WORK TO BE COMPLETED: Rewrite every one of the rows below as a JSON list of strings, with one string per line and no blank lines. Omit the pictures.
+++
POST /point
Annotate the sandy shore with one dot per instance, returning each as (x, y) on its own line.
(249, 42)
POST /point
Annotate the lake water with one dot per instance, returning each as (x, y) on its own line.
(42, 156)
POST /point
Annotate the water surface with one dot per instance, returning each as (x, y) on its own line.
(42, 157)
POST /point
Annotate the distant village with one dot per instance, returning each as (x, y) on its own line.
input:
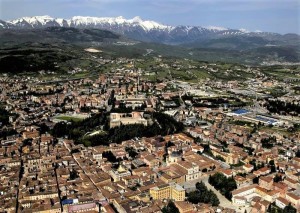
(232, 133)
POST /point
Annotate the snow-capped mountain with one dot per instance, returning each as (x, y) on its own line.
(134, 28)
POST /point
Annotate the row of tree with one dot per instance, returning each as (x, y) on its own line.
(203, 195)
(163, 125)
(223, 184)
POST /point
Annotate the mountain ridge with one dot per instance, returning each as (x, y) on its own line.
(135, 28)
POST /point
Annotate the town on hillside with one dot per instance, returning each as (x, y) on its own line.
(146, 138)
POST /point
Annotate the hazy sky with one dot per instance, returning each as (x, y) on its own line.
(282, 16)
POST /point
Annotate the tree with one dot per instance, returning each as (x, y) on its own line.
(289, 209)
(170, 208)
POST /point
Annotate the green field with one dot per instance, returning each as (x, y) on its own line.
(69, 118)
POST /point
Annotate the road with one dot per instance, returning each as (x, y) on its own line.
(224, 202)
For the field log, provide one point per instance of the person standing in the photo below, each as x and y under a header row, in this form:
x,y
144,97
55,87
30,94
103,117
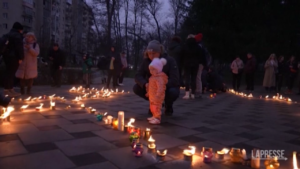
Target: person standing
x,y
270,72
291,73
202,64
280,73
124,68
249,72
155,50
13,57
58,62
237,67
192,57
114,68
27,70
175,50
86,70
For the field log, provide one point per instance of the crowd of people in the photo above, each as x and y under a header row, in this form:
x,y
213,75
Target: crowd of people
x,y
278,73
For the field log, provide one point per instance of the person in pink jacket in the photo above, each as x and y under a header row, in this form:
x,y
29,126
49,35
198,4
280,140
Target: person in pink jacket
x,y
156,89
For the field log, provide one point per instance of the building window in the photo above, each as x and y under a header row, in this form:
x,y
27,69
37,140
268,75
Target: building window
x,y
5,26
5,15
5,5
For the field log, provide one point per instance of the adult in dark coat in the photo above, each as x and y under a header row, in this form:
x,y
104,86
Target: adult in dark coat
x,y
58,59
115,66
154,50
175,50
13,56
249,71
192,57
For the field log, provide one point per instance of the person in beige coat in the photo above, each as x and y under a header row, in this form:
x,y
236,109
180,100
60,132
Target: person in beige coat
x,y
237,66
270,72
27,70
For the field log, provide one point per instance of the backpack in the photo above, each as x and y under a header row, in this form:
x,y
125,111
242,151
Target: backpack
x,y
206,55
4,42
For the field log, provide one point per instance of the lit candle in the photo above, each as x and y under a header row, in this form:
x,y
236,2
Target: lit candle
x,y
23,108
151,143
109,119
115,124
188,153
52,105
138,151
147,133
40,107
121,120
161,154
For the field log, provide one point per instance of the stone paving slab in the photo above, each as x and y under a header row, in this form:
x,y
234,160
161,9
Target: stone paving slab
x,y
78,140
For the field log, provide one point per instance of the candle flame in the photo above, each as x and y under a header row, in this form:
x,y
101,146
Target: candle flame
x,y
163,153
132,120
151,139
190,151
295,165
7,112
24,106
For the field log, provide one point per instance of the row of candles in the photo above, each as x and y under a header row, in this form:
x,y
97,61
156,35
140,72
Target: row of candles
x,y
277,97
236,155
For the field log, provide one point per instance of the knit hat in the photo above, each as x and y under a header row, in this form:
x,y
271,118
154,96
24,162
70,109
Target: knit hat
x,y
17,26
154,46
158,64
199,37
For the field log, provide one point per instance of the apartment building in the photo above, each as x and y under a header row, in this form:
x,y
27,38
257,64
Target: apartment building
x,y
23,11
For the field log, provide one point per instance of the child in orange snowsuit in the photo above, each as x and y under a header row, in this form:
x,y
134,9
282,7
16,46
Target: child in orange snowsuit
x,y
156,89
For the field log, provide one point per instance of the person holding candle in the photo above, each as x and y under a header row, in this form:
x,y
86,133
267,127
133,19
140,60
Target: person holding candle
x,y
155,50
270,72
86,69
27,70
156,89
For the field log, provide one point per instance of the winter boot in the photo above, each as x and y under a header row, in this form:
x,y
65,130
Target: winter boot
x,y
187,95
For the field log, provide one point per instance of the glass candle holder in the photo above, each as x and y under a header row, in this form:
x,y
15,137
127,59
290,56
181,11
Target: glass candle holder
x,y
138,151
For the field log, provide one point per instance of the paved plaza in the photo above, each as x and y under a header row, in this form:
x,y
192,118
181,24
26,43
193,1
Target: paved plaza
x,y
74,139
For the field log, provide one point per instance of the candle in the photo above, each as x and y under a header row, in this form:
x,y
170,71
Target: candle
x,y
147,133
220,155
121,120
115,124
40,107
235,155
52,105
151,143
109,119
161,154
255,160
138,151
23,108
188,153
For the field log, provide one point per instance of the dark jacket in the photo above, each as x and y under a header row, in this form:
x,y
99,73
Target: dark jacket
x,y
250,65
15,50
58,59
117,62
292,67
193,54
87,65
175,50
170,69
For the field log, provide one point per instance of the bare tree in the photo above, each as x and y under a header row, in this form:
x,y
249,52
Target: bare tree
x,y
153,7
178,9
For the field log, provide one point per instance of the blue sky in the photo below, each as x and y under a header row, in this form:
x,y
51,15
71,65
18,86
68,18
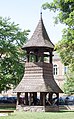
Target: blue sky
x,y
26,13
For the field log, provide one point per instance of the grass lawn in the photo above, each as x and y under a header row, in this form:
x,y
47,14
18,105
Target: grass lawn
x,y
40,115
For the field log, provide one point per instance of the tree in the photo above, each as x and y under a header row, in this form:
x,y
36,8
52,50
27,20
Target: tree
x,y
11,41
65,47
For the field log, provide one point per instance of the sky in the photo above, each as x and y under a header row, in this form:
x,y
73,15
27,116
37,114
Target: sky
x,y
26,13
+++
WORKED ANSWER:
[
  "POST /point",
  "Annotate the sandy shore with one dot per instance, returning each as (x, y) on its own line.",
  "(249, 42)",
  "POST /point",
  "Annotate the lake water with one dot per instance, returning each as (x, y) on its own line.",
  "(42, 156)",
  "POST /point",
  "Annotate the water surface with one dot per instance, returning each as (x, y) on its own line.",
  "(42, 157)",
  "POST /point",
  "Annotate the distant village with one dot per instance, returning each as (x, y) on its own line.",
  "input:",
  "(232, 133)",
  "POST /point",
  "Annotate the snow-capped mountain with one dot per instance, returning each as (x, y) on its own line.",
  "(134, 28)",
  "POST /point",
  "Annotate the row of tree with one dot per instance, returning each as (x, y) on its own line.",
  "(203, 195)",
  "(163, 125)",
  "(223, 184)",
  "POST /point",
  "Annotate the mountain ridge with one dot per instance, returning each as (x, y) on its own line.",
  "(135, 28)",
  "POST /point",
  "Annotate the town on hillside with one dot per instance, returning each as (x, y) on its own line.",
  "(146, 138)",
  "POST /point",
  "Annotate the hazy sky with one dot per instance, returning each as (x, y) on its own line.",
  "(282, 16)",
  "POST /point",
  "Annotate the tree with one dot per instance, returning each as (x, y) on its own line.",
  "(289, 209)",
  "(170, 208)",
  "POST /point",
  "Annotate the green field with one dot per instance, returning each as (x, y) on its own line.",
  "(69, 118)",
  "POST /point",
  "Annotate the road with one dot per instance, returning each as (x, y) on its own line.",
  "(224, 202)",
  "For the field log, provide one point per instance of the person standing in the photo below, each as x and y under a header row, in this form:",
  "x,y",
  "144,97",
  "55,87",
  "30,94",
  "103,117",
  "Target: person standing",
  "x,y",
  "270,72",
  "291,73",
  "202,64",
  "280,73",
  "124,68",
  "249,72",
  "155,50",
  "13,57",
  "58,62",
  "237,67",
  "192,57",
  "114,68",
  "27,70",
  "175,50",
  "86,70",
  "For the field log, provide one point per instance of the crowd of people in the photo above, each as x and y under a header row, in this form:",
  "x,y",
  "213,75",
  "Target: crowd of people",
  "x,y",
  "278,73",
  "For the field log, provide one point per instance of the person in pink jacket in the photo above, each as x and y under a header row, in this form:",
  "x,y",
  "29,126",
  "49,35",
  "198,4",
  "280,140",
  "Target: person in pink jacket",
  "x,y",
  "156,89",
  "For the field log, provide one point per instance of the building window in the photo above, each as x and y under a header row, in this form:",
  "x,y",
  "27,69",
  "37,140",
  "268,75",
  "Target: building window",
  "x,y",
  "5,26",
  "5,15",
  "5,5",
  "For the field log, provide one point per instance of the adult in dark coat in the photo above, each as x and y under a header row, in this form:",
  "x,y",
  "104,86",
  "Target: adult in dark coat",
  "x,y",
  "58,59",
  "115,66",
  "154,50",
  "175,50",
  "13,56",
  "249,71",
  "192,57",
  "For the field log, provide one point per instance of the person in beige coat in the photo above, each as x and y under a header row, in this form:",
  "x,y",
  "236,109",
  "180,100",
  "60,132",
  "Target: person in beige coat",
  "x,y",
  "237,66",
  "270,72",
  "27,70",
  "For the field log, provide one point per instance of the backpack in the photo above, each as x and y under a header row, in this form:",
  "x,y",
  "125,111",
  "242,151",
  "Target: backpack",
  "x,y",
  "206,55",
  "4,42",
  "For the field log, provide one point per instance of the lit candle in the photo above, each as x and y under a header row, in this form:",
  "x,y",
  "236,2",
  "Target: lit candle",
  "x,y",
  "23,108",
  "151,143",
  "109,119",
  "115,124",
  "188,153",
  "52,105",
  "138,151",
  "147,133",
  "40,107",
  "121,120",
  "161,154",
  "For the field log, provide one point per instance of the stone paving slab in the photo above, each as x and y under a header row, in this form:",
  "x,y",
  "234,160",
  "161,9",
  "Target: stone paving slab",
  "x,y",
  "78,140",
  "For the field log, provide one point per instance of the candle flame in the photo above, each as x and y under a header row, in this form:",
  "x,y",
  "101,146",
  "Target: candle flame",
  "x,y",
  "163,153",
  "132,120",
  "151,139",
  "190,151",
  "295,165",
  "7,112",
  "24,106",
  "For the field log, provide one point per instance of the row of candles in the photo above, each as x and y under a header row, in this form:",
  "x,y",
  "97,61",
  "156,35",
  "140,72",
  "Target: row of candles",
  "x,y",
  "277,97",
  "236,155",
  "For the field log, provide one point per instance of the knit hat in the photo above, each as x and y under a header row, in this form:",
  "x,y",
  "271,118",
  "154,96",
  "24,162",
  "70,109",
  "Target: knit hat",
  "x,y",
  "17,26",
  "154,46",
  "158,64",
  "199,37",
  "For the field log, provide one point per instance of the apartment building in the photo above, each as x and y under a header row, in this form:",
  "x,y",
  "27,38",
  "257,64",
  "Target: apartment building",
  "x,y",
  "23,11",
  "For the field log, provide one point per instance of the child in orange snowsuit in the photo above, each as x and y under a header row, in this form:",
  "x,y",
  "134,9",
  "282,7",
  "16,46",
  "Target: child in orange snowsuit",
  "x,y",
  "156,89",
  "For the field log, provide one point per instance of the person holding candle in the photo above, each as x and y under a header row, in this form:",
  "x,y",
  "86,133",
  "267,127",
  "133,19",
  "140,60",
  "Target: person holding candle",
  "x,y",
  "155,50",
  "270,72",
  "86,69",
  "27,70",
  "156,89",
  "For the field log, provide one point per instance of the winter boot in the photo above, each as x and y under a header row, in this form:",
  "x,y",
  "65,130",
  "Target: winter boot",
  "x,y",
  "187,95",
  "For the field log, provide one point per instance of the glass candle holder in the photo above, each as x and y under a header row, in this form:",
  "x,y",
  "15,137",
  "127,59",
  "290,56",
  "181,11",
  "Target: glass candle holder",
  "x,y",
  "138,151",
  "For the field log, provide one point per instance of the paved plaza in the photo above, each as x and y under a header row, in this form:",
  "x,y",
  "192,118",
  "181,24",
  "26,43",
  "193,1",
  "Target: paved plaza",
  "x,y",
  "74,139",
  "For the field log, provide one point per instance of the candle in the photo above, each as x and y under a header row, in this form:",
  "x,y",
  "170,71",
  "Target: candle",
  "x,y",
  "147,133",
  "220,155",
  "121,120",
  "115,124",
  "40,107",
  "235,155",
  "52,105",
  "151,143",
  "109,119",
  "161,154",
  "255,160",
  "138,151",
  "23,108",
  "188,153",
  "For the field log, provide one point per instance of the dark jacket in the photo above, each as x and y under a header row, in this form:",
  "x,y",
  "99,73",
  "Target: dark jacket",
  "x,y",
  "250,65",
  "15,50",
  "58,59",
  "117,62",
  "292,67",
  "193,54",
  "87,65",
  "175,50",
  "170,69",
  "For the field log, provide one point per instance of the bare tree in the photo above, each as x and y under a header row, in this form:",
  "x,y",
  "249,52",
  "Target: bare tree",
  "x,y",
  "153,7",
  "178,9",
  "For the field log, provide one point per instance of the blue sky in the photo below, each as x and y under a header row, in this form:",
  "x,y",
  "51,15",
  "71,65",
  "18,86",
  "68,18",
  "Target: blue sky",
  "x,y",
  "26,13",
  "For the field log, provide one point per instance of the grass lawn in the photo above, each as x and y under a header row, in this form:",
  "x,y",
  "47,14",
  "18,105",
  "Target: grass lawn",
  "x,y",
  "40,115",
  "For the field log, provide one point per instance of the tree in the photo above, each as x and y under a header row, in this form:",
  "x,y",
  "36,8",
  "52,50",
  "27,20",
  "Target: tree",
  "x,y",
  "11,41",
  "65,47",
  "For the field log, provide one point per instance of the sky in the photo above, each as x and y under a header row, in this form:",
  "x,y",
  "73,15",
  "27,116",
  "37,114",
  "Target: sky",
  "x,y",
  "26,13"
]